Dataset records
________________________
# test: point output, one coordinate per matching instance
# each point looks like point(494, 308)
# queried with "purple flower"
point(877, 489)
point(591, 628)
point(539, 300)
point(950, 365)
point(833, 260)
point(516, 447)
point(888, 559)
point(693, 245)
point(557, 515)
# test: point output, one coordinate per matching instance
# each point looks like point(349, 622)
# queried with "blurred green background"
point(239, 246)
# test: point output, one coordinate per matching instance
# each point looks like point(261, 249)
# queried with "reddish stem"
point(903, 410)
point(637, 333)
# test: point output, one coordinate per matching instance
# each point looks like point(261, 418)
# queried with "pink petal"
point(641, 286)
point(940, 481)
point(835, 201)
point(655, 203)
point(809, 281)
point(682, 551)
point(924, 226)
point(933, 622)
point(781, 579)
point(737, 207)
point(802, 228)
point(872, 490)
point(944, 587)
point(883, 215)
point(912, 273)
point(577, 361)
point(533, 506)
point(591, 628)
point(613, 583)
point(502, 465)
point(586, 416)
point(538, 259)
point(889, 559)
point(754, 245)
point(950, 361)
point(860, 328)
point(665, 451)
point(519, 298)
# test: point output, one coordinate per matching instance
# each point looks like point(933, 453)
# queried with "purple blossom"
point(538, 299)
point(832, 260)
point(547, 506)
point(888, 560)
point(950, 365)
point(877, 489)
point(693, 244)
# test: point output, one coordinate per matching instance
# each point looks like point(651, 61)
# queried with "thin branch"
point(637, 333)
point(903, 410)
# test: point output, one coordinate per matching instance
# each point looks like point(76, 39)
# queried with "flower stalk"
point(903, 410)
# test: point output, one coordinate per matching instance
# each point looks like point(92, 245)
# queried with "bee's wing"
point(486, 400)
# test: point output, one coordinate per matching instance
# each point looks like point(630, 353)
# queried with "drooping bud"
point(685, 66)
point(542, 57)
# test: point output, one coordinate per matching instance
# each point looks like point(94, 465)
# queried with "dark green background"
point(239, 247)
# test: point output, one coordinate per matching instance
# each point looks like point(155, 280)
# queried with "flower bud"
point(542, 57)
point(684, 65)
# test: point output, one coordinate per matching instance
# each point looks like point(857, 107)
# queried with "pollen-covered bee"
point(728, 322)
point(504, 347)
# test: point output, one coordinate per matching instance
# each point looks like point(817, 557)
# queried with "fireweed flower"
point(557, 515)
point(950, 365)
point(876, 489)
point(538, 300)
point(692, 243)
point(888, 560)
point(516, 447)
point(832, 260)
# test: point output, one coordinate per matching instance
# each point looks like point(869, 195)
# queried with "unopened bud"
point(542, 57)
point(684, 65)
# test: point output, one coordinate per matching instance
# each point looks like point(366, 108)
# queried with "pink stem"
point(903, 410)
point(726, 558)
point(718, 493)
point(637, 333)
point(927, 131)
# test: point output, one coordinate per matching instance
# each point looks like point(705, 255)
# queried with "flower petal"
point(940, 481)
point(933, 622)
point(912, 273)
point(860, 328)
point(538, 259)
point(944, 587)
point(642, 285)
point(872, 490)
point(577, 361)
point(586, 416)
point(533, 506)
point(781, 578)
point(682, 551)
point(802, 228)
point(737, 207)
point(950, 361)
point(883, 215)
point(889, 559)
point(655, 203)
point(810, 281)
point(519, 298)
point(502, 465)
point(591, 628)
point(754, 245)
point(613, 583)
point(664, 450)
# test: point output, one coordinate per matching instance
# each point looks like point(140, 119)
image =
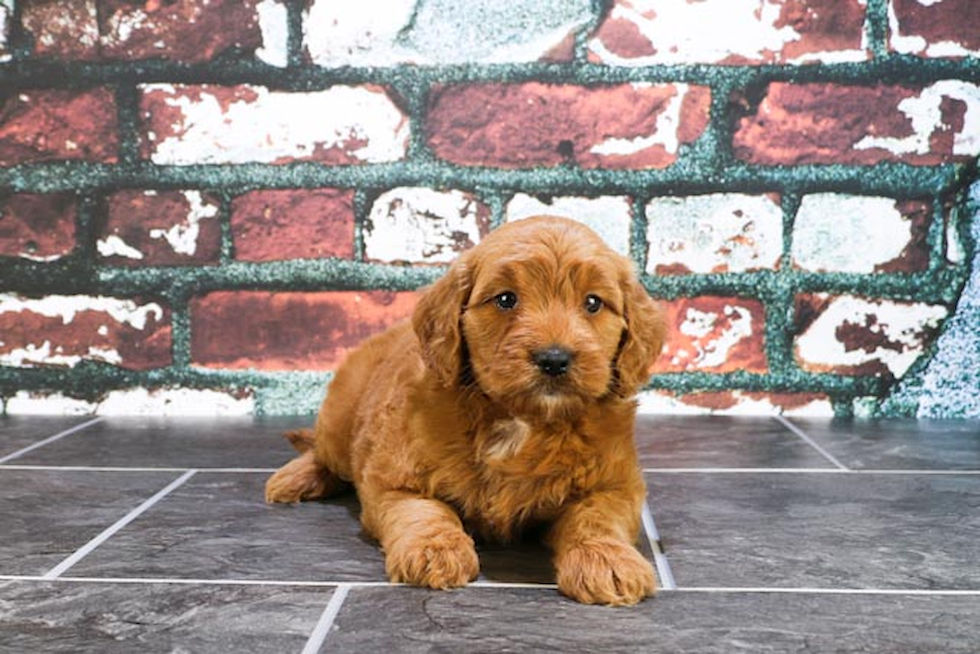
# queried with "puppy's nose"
point(553, 361)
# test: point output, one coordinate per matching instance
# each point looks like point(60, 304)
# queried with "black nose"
point(553, 361)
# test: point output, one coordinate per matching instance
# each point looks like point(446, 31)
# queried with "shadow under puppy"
point(506, 404)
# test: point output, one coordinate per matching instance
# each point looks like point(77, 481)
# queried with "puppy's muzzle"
point(553, 361)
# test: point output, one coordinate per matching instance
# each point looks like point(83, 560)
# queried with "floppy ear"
point(642, 340)
point(436, 321)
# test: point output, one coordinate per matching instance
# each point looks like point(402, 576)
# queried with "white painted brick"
point(273, 22)
point(439, 31)
point(848, 233)
point(924, 112)
point(269, 126)
point(723, 232)
point(708, 31)
point(422, 225)
point(894, 334)
point(178, 402)
point(610, 217)
point(737, 403)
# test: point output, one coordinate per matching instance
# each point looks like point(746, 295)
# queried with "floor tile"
point(104, 618)
point(722, 442)
point(174, 443)
point(47, 515)
point(537, 620)
point(898, 444)
point(835, 530)
point(218, 526)
point(18, 432)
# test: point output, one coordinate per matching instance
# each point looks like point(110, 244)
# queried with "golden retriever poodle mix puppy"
point(506, 404)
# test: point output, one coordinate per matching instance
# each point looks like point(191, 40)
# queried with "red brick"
point(293, 224)
point(289, 330)
point(188, 31)
point(63, 29)
point(6, 20)
point(38, 227)
point(534, 124)
point(714, 334)
point(950, 28)
point(832, 123)
point(54, 125)
point(161, 228)
point(64, 330)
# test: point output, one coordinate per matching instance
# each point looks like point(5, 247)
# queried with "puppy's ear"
point(437, 322)
point(642, 341)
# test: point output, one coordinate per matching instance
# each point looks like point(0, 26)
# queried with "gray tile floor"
point(770, 535)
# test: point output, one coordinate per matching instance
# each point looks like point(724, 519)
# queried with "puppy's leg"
point(595, 558)
point(303, 478)
point(423, 540)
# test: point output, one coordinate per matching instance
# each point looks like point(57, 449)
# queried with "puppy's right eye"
point(506, 300)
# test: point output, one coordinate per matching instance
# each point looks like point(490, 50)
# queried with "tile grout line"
point(325, 623)
point(659, 558)
point(50, 439)
point(812, 443)
point(775, 590)
point(812, 471)
point(54, 468)
point(950, 592)
point(264, 582)
point(87, 549)
point(704, 470)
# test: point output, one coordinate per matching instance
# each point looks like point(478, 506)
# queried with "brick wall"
point(203, 205)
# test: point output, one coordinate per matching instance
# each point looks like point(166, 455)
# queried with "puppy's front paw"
point(605, 572)
point(444, 560)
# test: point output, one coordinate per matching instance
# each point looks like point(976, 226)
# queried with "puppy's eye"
point(506, 300)
point(593, 303)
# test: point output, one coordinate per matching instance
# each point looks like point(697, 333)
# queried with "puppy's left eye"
point(593, 303)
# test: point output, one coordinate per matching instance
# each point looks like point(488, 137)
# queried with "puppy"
point(506, 404)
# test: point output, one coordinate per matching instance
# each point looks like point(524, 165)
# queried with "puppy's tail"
point(301, 439)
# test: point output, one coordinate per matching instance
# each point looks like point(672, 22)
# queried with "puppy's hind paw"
point(605, 572)
point(444, 561)
point(301, 479)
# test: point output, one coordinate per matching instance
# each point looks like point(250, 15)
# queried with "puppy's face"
point(543, 324)
point(550, 318)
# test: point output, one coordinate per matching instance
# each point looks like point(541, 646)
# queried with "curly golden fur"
point(506, 403)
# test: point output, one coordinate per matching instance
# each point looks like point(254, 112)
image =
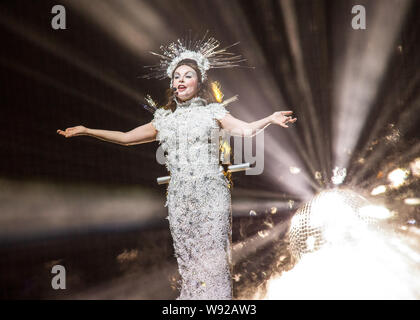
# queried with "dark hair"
point(204, 88)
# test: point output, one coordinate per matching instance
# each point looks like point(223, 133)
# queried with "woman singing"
point(198, 198)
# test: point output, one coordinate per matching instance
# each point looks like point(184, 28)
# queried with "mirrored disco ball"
point(331, 217)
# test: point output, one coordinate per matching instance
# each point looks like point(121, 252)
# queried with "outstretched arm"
point(238, 127)
point(142, 134)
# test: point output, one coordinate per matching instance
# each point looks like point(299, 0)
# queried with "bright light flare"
point(380, 267)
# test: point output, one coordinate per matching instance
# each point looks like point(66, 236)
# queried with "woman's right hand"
point(73, 131)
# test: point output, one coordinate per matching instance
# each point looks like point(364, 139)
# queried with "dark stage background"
point(95, 207)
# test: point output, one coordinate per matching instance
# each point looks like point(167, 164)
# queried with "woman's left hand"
point(282, 118)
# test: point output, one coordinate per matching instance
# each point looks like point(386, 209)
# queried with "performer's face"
point(186, 81)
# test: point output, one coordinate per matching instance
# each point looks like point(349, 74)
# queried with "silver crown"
point(204, 51)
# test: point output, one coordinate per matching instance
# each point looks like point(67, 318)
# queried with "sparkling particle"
point(378, 190)
point(397, 177)
point(198, 198)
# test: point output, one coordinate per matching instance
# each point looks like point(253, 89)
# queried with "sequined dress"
point(198, 198)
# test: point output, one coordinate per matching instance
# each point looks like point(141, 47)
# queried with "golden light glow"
point(225, 147)
point(377, 212)
point(398, 177)
point(217, 92)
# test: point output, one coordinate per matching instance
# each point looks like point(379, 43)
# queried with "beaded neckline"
point(197, 101)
________________________
Your task: Extract every line of the dataset records above that contains the word "brick". Case counts.

The answer:
# queried with "white painted brick"
# queried with "red brick"
# queried with "brick wall"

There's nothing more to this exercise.